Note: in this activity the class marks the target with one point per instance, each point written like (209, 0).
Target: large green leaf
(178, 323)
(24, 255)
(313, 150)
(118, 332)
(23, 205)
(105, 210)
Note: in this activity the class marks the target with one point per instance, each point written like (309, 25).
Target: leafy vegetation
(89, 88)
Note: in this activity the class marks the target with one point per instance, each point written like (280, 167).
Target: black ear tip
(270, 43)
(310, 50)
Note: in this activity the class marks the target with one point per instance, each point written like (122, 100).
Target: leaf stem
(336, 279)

————

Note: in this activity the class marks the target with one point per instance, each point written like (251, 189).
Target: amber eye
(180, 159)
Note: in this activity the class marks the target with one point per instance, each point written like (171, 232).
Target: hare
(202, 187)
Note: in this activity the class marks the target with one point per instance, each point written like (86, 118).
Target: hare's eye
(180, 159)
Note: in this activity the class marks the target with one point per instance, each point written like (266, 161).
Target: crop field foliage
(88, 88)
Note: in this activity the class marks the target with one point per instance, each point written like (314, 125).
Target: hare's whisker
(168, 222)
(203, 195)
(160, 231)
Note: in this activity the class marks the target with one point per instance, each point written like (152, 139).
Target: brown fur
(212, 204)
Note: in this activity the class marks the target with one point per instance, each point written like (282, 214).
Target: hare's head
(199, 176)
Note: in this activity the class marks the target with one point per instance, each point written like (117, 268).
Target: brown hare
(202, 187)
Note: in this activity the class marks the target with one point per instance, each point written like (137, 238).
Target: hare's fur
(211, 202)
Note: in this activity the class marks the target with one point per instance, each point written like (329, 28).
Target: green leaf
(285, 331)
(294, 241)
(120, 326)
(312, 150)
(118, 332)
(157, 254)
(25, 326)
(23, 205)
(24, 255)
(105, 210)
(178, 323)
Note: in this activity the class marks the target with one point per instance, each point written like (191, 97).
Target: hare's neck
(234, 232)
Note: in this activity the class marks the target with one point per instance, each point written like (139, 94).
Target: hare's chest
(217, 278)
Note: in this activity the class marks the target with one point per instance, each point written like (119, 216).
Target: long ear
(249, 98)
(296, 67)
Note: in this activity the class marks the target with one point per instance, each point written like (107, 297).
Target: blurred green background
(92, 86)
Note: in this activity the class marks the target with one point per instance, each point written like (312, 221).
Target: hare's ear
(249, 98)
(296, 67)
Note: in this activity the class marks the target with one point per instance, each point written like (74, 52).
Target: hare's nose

————

→ **TASK**:
A word-for-word copy of the lines above from the one with "like (74, 52)." through the one with "Target: hare's nose", inclusive, is the only output wanted.

→ **ANSWER TO THE PROBLEM**:
Note: in this activity the class marks the target with one point per instance, each point written like (74, 52).
Target: hare's nose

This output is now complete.